»»

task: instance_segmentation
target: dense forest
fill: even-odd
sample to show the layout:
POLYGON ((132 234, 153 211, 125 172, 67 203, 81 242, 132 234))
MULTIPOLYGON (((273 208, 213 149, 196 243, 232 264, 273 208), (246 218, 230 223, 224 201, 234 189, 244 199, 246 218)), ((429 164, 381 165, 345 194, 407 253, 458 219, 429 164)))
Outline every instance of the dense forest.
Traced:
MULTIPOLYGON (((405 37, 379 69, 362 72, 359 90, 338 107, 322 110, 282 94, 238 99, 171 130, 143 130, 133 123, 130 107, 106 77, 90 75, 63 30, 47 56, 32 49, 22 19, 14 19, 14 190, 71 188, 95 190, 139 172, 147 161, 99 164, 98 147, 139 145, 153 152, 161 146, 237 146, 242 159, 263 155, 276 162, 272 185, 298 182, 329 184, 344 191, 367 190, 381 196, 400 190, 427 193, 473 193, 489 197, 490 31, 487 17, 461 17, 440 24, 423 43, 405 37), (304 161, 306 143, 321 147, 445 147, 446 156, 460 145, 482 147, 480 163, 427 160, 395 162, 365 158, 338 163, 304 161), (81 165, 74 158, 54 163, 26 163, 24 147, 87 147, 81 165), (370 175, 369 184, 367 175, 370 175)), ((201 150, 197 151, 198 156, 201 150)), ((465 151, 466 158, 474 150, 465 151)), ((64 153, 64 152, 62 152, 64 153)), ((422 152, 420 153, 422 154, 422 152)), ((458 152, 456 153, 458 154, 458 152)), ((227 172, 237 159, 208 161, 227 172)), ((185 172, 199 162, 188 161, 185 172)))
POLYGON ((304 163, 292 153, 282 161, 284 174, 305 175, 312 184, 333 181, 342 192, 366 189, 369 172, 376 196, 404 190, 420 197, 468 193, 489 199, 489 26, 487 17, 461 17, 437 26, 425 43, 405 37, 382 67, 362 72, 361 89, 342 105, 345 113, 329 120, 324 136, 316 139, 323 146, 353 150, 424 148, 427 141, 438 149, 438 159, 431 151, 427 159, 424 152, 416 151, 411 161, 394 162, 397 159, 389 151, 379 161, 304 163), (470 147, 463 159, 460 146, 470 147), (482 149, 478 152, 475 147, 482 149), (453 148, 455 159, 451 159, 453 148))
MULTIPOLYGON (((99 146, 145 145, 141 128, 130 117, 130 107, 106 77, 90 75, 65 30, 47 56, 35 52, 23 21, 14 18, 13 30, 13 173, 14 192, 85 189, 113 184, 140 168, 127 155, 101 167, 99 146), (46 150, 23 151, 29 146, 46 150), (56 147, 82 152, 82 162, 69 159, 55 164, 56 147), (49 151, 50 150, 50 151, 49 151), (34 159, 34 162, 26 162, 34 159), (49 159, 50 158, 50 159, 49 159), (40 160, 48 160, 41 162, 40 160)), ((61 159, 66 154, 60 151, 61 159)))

««

*What to work on*
Please transcribe exactly the line containing "target: dense forest" and every line after it to the end of the data, and no other lines.

*Exercise answer*
target: dense forest
fill: even-odd
sample to show the layout:
POLYGON ((132 234, 153 211, 125 172, 67 203, 81 242, 132 234))
MULTIPOLYGON (((273 208, 213 149, 196 243, 232 264, 273 208), (246 218, 230 223, 224 201, 234 189, 244 199, 246 218)), ((429 164, 381 165, 345 194, 407 253, 458 219, 429 164)))
Outline every instance of the dense forest.
Traced:
MULTIPOLYGON (((405 37, 379 69, 362 72, 359 90, 338 107, 322 110, 282 94, 238 99, 171 130, 143 130, 133 123, 130 107, 106 77, 90 75, 63 30, 47 56, 32 49, 22 19, 14 19, 14 190, 71 188, 95 190, 139 172, 147 161, 99 164, 98 147, 139 145, 153 152, 161 146, 237 146, 242 159, 263 155, 276 162, 272 185, 298 182, 329 184, 344 191, 367 190, 381 196, 400 190, 427 193, 473 193, 489 197, 490 31, 487 17, 461 17, 440 24, 423 43, 405 37), (304 161, 306 143, 321 147, 445 147, 446 156, 460 145, 482 147, 480 163, 427 160, 395 162, 365 158, 338 163, 304 161), (81 165, 74 158, 54 163, 26 163, 24 147, 87 147, 81 165), (370 175, 369 184, 367 175, 370 175)), ((201 150, 197 151, 198 156, 201 150)), ((465 151, 466 158, 474 150, 465 151)), ((64 153, 64 152, 62 152, 64 153)), ((422 152, 420 153, 422 154, 422 152)), ((458 152, 456 153, 458 154, 458 152)), ((227 172, 237 159, 208 161, 227 172)), ((185 172, 199 162, 188 161, 185 172)))
POLYGON ((304 163, 292 153, 282 161, 284 174, 305 175, 312 184, 333 181, 342 192, 366 189, 369 172, 376 196, 404 190, 420 197, 468 193, 489 199, 489 26, 487 17, 461 17, 437 26, 425 43, 405 37, 382 67, 362 72, 361 89, 342 105, 345 113, 329 120, 324 136, 316 139, 323 146, 353 150, 424 148, 427 141, 438 149, 438 159, 431 151, 427 159, 424 152, 416 151, 411 161, 394 162, 397 159, 389 151, 379 161, 304 163), (470 147, 463 159, 460 146, 470 147), (482 149, 478 152, 475 147, 482 149), (453 148, 455 159, 451 159, 453 148))
MULTIPOLYGON (((99 146, 145 145, 141 128, 130 117, 130 107, 106 77, 90 75, 65 30, 47 56, 35 52, 23 21, 14 18, 13 30, 13 173, 14 192, 85 189, 113 184, 140 168, 127 155, 101 167, 99 146), (46 150, 23 151, 29 146, 46 150), (56 147, 82 152, 82 162, 69 159, 55 164, 56 147), (49 151, 50 150, 50 151, 49 151), (34 159, 34 162, 26 162, 34 159), (49 159, 50 158, 50 159, 49 159), (40 160, 48 160, 41 162, 40 160)), ((61 159, 66 154, 60 151, 61 159)))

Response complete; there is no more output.